* **Work instructions**:
Copy down the passage on the extract's limits and selective effects, starting with "The extract did" and going on through "without careful testing.".

___ Text passage

Limits and Selective Effects

The extract did not act as a broad‑spectrum natural antibiotic. In petri dish tests, it moderately slowed the growth of two common bacteria, Escherichia coli and Staphylococcus aureus, but had no measurable effect on another tough bacterium, Pseudomonas aeruginosa, or on yeast species such as Candida. Even among human cells, the effects were not uniform: lung and aggressive breast cancer cells were especially sensitive, while normal lung cells were affected to a lesser, though still noticeable, degree. This pattern hints at some selectivity for tumor cells but also underscores that the extract is far from harmless and cannot be assumed safe or effective in people without careful testing.

______
___ Supplied information

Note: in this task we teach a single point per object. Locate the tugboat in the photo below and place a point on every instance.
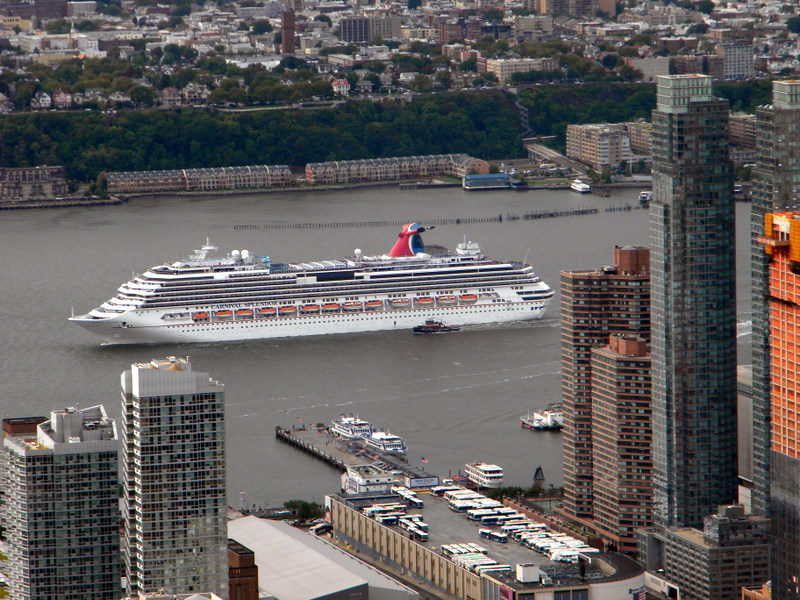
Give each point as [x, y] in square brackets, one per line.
[434, 326]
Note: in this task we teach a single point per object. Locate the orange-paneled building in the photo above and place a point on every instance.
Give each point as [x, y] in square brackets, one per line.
[781, 240]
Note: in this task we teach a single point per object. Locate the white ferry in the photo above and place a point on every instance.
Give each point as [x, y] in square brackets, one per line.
[484, 475]
[350, 427]
[242, 296]
[550, 418]
[386, 442]
[580, 187]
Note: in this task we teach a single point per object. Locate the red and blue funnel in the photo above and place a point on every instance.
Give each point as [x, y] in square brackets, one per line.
[409, 242]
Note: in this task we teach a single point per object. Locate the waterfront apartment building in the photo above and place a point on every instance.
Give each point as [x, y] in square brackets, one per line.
[595, 304]
[693, 304]
[731, 552]
[622, 465]
[173, 472]
[505, 68]
[61, 511]
[601, 146]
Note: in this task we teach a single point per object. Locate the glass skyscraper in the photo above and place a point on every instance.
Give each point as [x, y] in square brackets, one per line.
[693, 303]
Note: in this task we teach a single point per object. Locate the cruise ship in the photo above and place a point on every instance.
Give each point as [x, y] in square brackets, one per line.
[242, 296]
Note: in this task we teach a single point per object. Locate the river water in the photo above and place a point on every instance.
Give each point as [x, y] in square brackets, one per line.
[455, 398]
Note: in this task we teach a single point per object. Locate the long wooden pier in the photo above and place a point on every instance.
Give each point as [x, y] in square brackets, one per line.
[320, 447]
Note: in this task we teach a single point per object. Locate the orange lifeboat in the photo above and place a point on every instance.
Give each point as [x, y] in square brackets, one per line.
[400, 302]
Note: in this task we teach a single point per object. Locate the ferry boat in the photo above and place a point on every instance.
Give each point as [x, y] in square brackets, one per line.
[484, 475]
[207, 299]
[580, 187]
[549, 419]
[386, 442]
[433, 326]
[351, 428]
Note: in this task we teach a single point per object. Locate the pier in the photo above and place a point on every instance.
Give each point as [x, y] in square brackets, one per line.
[341, 454]
[539, 214]
[323, 447]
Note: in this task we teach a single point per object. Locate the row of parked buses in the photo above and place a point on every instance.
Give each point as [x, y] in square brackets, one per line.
[512, 524]
[472, 557]
[410, 496]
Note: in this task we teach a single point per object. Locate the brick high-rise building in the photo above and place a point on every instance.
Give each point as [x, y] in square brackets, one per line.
[61, 510]
[622, 485]
[594, 305]
[693, 303]
[173, 471]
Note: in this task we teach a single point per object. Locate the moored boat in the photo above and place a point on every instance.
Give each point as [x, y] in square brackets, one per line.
[580, 187]
[350, 427]
[484, 475]
[552, 418]
[386, 442]
[433, 326]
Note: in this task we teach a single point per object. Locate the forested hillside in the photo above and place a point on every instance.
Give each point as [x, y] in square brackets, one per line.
[484, 124]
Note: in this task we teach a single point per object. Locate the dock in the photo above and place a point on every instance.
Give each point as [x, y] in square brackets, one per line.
[341, 454]
[324, 447]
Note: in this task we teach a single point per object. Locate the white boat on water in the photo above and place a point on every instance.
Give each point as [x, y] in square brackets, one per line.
[386, 442]
[484, 475]
[580, 187]
[549, 419]
[350, 427]
[242, 296]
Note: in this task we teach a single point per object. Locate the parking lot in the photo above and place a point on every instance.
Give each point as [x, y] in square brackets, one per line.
[449, 527]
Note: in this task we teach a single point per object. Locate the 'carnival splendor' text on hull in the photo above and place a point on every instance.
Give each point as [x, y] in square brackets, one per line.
[241, 296]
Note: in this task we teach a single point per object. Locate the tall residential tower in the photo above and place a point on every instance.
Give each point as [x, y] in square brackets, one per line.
[596, 303]
[693, 304]
[61, 508]
[173, 469]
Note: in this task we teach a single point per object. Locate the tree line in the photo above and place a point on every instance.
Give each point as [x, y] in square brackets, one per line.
[484, 124]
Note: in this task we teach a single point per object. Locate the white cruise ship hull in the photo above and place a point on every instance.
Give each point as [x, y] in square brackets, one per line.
[148, 327]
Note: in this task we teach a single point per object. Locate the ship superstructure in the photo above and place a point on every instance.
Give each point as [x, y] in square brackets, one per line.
[243, 296]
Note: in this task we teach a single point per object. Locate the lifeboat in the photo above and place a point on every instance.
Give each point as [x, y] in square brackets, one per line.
[400, 302]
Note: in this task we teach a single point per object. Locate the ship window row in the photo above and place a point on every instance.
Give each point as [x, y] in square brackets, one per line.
[527, 276]
[418, 281]
[257, 296]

______

* **Answer space**:
The extract did not act as a broad‑spectrum natural antibiotic. In petri dish tests, it moderately slowed the growth of two common bacteria, Escherichia coli and Staphylococcus aureus, but had no measurable effect on another tough bacterium, Pseudomonas aeruginosa, or on yeast species such as Candida. Even among human cells, the effects were not uniform: lung and aggressive breast cancer cells were especially sensitive, while normal lung cells were affected to a lesser, though still noticeable, degree. This pattern hints at some selectivity for tumor cells but also underscores that the extract is far from harmless and cannot be assumed safe or effective in people without careful testing.